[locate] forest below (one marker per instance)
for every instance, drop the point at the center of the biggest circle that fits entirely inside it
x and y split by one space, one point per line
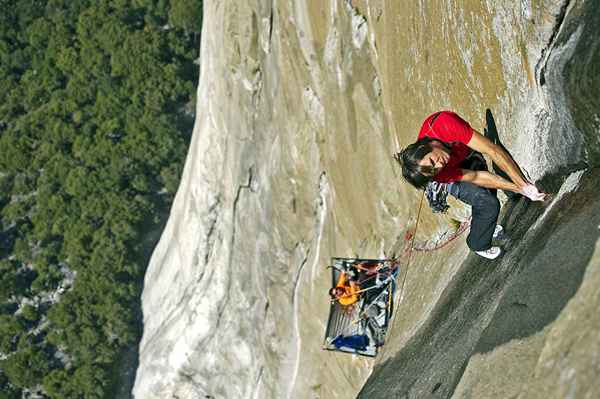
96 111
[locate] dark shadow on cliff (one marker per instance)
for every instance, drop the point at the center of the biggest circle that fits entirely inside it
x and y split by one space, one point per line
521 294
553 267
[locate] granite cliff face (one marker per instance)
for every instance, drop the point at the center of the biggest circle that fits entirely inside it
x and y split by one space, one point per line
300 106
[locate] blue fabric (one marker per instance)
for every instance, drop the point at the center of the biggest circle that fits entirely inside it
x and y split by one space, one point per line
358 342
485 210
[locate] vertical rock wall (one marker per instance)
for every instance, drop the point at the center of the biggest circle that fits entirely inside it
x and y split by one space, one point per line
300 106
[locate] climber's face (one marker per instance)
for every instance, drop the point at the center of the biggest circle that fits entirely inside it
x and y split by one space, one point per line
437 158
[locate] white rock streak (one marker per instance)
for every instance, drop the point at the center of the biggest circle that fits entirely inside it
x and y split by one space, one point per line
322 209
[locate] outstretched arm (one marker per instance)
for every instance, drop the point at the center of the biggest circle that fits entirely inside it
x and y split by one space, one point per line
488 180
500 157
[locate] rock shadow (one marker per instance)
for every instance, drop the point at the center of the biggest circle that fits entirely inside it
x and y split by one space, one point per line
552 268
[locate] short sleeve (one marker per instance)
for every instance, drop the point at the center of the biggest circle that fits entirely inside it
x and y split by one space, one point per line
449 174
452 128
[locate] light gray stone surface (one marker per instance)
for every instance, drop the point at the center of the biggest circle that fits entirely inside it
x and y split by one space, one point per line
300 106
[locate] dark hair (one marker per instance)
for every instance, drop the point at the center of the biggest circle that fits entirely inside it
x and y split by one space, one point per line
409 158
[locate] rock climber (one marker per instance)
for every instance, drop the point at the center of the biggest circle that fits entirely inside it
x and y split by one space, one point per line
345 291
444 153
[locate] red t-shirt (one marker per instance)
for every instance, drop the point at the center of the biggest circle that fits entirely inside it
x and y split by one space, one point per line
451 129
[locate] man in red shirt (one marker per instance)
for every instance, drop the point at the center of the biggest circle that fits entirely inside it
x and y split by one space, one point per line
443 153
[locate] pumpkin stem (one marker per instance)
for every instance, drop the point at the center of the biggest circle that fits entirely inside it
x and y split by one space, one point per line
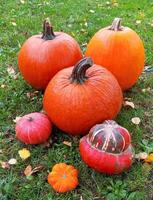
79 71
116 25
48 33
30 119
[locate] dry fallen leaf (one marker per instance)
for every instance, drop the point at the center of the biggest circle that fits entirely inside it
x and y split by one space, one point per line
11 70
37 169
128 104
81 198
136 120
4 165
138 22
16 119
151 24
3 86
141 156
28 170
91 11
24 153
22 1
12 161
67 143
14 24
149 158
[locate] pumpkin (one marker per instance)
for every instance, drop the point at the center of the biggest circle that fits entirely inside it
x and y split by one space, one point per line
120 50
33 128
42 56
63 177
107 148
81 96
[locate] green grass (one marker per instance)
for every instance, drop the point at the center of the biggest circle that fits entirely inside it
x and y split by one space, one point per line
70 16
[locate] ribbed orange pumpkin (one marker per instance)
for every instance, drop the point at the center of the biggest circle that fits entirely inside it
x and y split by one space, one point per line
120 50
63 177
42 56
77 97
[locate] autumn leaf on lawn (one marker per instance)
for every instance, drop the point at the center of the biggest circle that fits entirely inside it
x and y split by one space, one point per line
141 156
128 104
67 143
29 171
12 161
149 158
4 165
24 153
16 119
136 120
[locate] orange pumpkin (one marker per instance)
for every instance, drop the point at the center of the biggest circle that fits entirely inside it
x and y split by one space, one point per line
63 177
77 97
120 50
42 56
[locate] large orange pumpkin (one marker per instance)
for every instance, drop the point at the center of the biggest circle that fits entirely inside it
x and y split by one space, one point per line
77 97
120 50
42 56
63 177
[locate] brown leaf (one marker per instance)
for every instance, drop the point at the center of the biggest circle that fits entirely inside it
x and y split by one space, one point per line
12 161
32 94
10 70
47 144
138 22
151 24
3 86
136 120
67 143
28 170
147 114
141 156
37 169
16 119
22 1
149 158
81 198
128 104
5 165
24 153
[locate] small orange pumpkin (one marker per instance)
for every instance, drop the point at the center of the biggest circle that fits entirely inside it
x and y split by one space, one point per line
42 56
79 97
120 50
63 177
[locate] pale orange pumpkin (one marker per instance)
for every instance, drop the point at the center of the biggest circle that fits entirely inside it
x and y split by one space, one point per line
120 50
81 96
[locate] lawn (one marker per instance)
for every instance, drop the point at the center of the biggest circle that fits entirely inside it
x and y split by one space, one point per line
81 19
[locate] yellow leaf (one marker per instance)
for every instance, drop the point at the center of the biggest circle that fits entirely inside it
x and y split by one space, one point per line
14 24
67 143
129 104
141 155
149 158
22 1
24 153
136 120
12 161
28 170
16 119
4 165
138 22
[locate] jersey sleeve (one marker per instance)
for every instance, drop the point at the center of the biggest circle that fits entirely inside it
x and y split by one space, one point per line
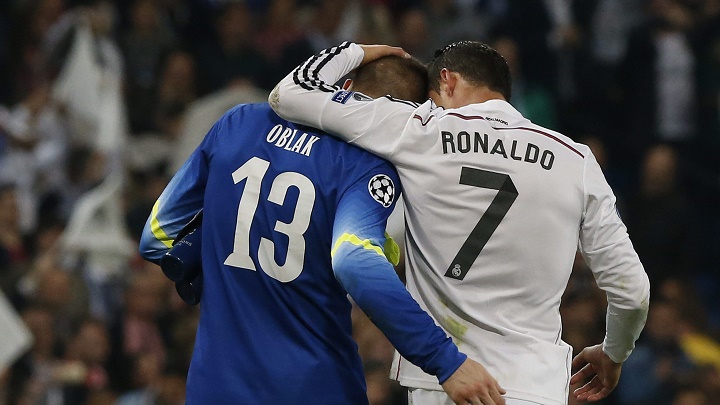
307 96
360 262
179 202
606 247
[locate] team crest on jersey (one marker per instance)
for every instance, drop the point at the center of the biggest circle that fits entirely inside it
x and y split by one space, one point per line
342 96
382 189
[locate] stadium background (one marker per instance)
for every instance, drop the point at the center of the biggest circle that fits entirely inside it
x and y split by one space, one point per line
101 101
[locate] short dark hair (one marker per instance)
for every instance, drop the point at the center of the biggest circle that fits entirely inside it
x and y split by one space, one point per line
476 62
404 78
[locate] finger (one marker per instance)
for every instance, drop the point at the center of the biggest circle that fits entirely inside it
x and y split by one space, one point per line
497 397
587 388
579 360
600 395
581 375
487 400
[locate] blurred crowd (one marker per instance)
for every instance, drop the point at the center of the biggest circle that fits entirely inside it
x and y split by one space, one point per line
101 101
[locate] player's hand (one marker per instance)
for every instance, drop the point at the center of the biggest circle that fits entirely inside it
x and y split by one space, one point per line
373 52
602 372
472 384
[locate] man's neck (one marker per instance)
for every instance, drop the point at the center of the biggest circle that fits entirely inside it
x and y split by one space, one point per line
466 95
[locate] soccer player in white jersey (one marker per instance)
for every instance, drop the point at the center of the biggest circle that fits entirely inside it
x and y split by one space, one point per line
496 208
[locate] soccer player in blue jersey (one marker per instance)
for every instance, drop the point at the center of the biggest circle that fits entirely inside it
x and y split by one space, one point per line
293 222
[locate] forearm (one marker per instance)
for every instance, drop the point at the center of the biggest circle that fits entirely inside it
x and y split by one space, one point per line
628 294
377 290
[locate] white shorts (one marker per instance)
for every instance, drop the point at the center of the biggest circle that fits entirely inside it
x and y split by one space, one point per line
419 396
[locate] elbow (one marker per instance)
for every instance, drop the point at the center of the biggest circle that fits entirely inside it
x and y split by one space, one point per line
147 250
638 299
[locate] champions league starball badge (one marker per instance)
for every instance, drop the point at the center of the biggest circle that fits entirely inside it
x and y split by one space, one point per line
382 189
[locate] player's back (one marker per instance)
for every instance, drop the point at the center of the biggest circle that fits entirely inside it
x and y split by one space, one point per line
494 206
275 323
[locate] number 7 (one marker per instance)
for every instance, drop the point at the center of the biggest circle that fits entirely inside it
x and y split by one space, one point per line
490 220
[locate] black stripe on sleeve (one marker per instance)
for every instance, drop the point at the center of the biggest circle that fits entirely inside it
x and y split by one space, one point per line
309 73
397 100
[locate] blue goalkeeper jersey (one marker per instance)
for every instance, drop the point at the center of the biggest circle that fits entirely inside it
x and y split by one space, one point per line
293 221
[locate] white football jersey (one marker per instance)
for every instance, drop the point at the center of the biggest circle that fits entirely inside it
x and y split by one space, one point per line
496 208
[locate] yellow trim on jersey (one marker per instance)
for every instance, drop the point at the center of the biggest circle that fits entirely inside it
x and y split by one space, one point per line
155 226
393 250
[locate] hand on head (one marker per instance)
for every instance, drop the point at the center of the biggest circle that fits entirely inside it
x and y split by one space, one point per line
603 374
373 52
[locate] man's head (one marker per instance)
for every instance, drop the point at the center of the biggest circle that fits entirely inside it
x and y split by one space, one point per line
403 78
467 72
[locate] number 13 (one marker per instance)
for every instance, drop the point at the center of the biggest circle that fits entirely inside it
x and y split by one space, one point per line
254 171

* * *

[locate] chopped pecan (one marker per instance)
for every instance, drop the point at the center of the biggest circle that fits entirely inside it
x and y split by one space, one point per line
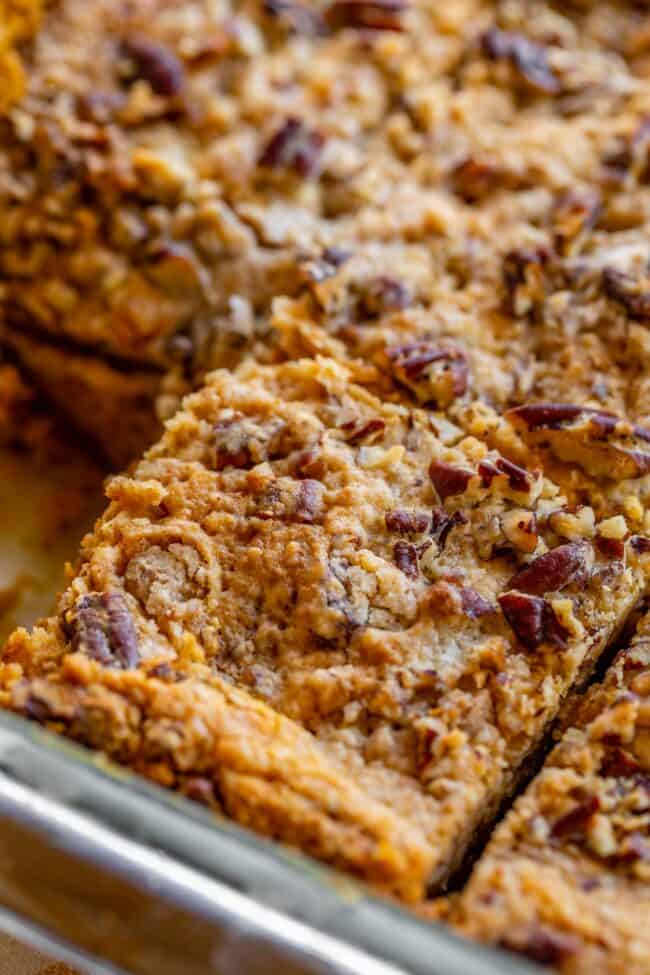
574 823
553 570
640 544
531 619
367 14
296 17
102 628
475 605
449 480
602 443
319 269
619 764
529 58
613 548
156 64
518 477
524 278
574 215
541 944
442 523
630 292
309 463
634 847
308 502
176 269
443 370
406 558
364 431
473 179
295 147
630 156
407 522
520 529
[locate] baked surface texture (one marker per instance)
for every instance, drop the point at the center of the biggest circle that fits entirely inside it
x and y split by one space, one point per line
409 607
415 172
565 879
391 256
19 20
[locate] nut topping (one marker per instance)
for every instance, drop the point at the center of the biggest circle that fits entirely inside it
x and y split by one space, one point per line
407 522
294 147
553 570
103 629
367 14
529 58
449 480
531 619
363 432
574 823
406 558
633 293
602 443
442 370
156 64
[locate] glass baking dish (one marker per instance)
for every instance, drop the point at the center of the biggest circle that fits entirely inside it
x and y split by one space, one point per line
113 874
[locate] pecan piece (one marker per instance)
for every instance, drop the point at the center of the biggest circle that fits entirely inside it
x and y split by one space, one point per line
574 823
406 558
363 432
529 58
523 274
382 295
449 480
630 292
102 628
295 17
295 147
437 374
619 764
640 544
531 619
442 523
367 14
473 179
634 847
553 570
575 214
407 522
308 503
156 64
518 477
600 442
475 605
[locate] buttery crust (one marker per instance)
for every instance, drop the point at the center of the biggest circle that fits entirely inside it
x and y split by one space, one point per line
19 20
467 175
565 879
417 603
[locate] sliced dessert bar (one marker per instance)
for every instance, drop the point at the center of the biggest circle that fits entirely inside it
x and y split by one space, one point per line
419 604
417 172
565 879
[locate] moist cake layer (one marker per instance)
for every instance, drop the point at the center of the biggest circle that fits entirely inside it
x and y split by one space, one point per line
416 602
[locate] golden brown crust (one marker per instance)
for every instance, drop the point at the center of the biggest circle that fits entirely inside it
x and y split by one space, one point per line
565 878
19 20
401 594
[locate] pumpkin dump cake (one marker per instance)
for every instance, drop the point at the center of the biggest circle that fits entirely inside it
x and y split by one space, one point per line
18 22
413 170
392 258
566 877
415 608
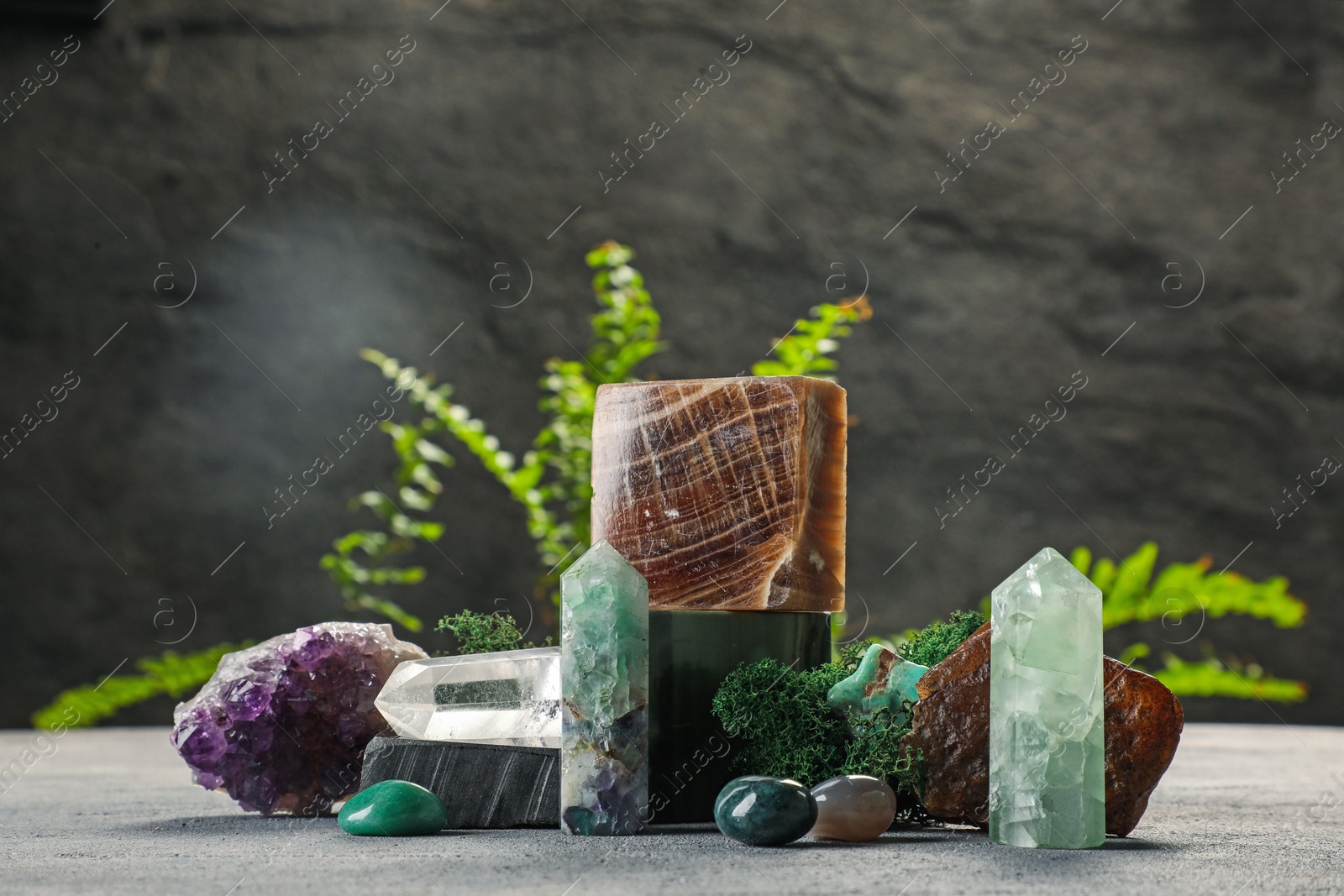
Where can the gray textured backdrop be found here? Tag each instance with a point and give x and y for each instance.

* * *

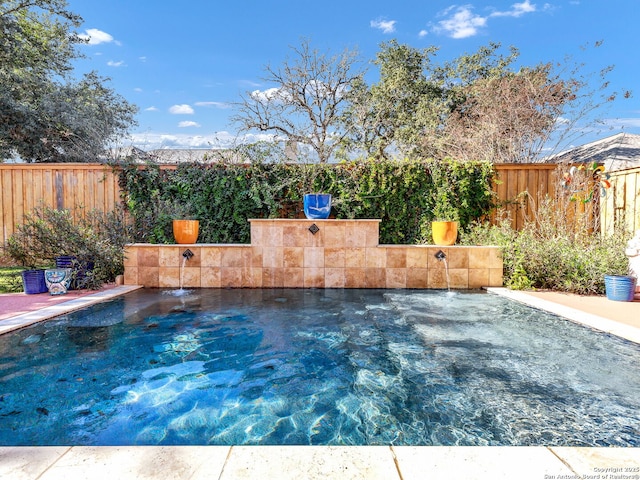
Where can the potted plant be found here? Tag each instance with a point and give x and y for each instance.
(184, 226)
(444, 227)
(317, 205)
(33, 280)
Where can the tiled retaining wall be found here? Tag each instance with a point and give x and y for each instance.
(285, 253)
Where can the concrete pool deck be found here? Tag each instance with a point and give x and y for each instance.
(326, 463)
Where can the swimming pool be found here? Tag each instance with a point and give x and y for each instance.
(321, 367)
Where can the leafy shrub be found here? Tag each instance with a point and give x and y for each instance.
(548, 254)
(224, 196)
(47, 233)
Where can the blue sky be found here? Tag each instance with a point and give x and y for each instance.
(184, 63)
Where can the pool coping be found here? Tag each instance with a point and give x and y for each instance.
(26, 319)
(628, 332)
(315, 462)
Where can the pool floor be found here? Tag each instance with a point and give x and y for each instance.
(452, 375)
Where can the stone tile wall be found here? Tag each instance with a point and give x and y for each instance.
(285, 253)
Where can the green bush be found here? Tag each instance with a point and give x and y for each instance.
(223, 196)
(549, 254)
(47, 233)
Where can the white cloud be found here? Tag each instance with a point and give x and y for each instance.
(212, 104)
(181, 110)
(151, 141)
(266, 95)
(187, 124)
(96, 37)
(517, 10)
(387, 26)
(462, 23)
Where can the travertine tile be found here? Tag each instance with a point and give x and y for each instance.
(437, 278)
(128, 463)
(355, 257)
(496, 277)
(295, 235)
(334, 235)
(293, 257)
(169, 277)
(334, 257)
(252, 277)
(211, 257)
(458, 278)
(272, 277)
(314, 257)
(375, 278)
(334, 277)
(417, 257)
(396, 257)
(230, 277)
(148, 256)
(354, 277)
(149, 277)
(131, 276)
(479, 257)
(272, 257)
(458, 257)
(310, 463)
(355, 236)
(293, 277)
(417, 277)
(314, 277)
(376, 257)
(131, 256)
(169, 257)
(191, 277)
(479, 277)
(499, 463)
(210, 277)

◆ What this task involves ◆
Wherever the string "player" is found in the entries, copy the line it sits in.

◆ Written solution ◆
[locate] player's hand (one marker per instance)
[locate] soccer player in white jersey (one marker per instance)
[locate] soccer player in blue jersey (one marker per instance)
[locate] player's back (one marker per instance)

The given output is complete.